I made a blogpost on my submission (currently the top handwritten one at 36 parameters) https://alexlitzenberger.com/blog/building_a_minimal_transfo...

▲

ks2048 a minute ago | parent | next [-]

I didn't look at all the details, but wanted to see how you did the initial embedding and see you do have a 14x5 matrix there. I guess when you are setting things by-hand (rather than learning), the definition of counting "parameters" is a bit unclear. One could say all those are parameters! even if setting in a straight-forward way.

▲

sowbug 3 hours ago | parent | prev [-]

I ask this question as someone who can't do much more than confirm that your blog post is written in English by someone who knows math.

Does this result suggest that if we had N clever humans manually building an LLM, they might come up with something as smart as a frontier model, but potentially 45 times smaller? (1644 / 36 ~= 45, N = very large, time not specified)

▲

alexlitz 3 hours ago | parent [-]

I imagine getting things to be polysemantic in a way that does not interfere would lead to sublinear scaling. Also there are smaller ones that were trained so would still be more like 311/36 ~= 8.6.

	▲	Lerc 2 hours ago \| parent \| next [-]
		>I imagine getting things to be polysemantic in a way that does not interfere would lead to sublinear scaling. True, but with even smarter humans, you could exploit the interactions for additional calculations. While it sounds a bit silly, it is one of the hypotheses behind a fast takeoff. An AI that is sufficiently smart could design a network better than a trained one and could make something much smarter than itself on the same hardware. The question then becomes if that new smarter one can do an even better job. I suspect diminishing returns, but then again I am insufficiently smart.
	▲	sowbug 3 hours ago \| parent \| prev [-]
		Thanks! (I see the Trained Weights results now, thanks.)

▶ YOUR OBJECTIVE:
Please copy the forum thread word for word from "sowbug 3 hours ago |" to "time not specified)".

▶ EXERCISE DATA:
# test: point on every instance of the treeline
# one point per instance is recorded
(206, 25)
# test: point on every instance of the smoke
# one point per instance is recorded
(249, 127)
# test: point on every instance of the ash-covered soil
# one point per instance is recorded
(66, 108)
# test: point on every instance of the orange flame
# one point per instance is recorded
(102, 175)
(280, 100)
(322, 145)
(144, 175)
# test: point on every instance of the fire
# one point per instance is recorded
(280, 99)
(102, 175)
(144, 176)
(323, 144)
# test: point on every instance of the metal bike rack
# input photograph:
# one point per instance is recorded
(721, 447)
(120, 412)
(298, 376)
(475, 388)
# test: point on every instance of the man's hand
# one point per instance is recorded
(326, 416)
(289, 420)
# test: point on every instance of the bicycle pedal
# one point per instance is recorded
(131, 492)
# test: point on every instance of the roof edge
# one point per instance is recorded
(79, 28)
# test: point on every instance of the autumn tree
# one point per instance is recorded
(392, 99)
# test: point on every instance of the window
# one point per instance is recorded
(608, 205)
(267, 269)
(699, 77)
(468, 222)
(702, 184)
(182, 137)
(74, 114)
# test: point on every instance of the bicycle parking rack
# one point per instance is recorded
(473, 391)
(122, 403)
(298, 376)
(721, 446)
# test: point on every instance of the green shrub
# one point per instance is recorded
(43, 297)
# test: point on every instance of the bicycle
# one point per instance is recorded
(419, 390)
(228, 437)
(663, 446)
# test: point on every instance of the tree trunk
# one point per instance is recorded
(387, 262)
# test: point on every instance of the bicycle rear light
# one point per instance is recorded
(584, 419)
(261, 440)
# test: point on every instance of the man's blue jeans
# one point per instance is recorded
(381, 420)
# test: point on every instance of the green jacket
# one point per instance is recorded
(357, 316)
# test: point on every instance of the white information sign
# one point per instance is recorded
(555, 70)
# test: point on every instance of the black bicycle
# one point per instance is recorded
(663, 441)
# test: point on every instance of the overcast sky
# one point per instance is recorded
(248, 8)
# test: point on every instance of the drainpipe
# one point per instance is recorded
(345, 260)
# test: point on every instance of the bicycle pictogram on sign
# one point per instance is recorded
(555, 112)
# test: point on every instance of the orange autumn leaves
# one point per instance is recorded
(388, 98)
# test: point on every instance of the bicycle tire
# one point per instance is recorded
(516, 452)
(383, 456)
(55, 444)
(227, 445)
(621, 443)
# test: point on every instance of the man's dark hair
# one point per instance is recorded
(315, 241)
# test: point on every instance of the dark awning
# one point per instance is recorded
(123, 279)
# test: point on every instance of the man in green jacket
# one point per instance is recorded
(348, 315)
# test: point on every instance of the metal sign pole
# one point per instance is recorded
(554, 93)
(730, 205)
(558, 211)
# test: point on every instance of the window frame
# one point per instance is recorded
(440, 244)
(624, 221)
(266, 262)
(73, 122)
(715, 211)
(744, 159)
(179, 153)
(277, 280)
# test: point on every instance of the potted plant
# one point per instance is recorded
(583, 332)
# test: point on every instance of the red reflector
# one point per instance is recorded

▶ ANSWER SPACE:
sowbug 3 hours ago | parent | prev [-]

I ask this question as someone who can't do much more than confirm that your blog post is written in English by someone who knows math.

Does this result suggest that if we had N clever humans manually building an LLM, they might come up with something as smart as a frontier model, but potentially 45 times smaller? (1644 / 36 ~= 45, N = very large, time not specified)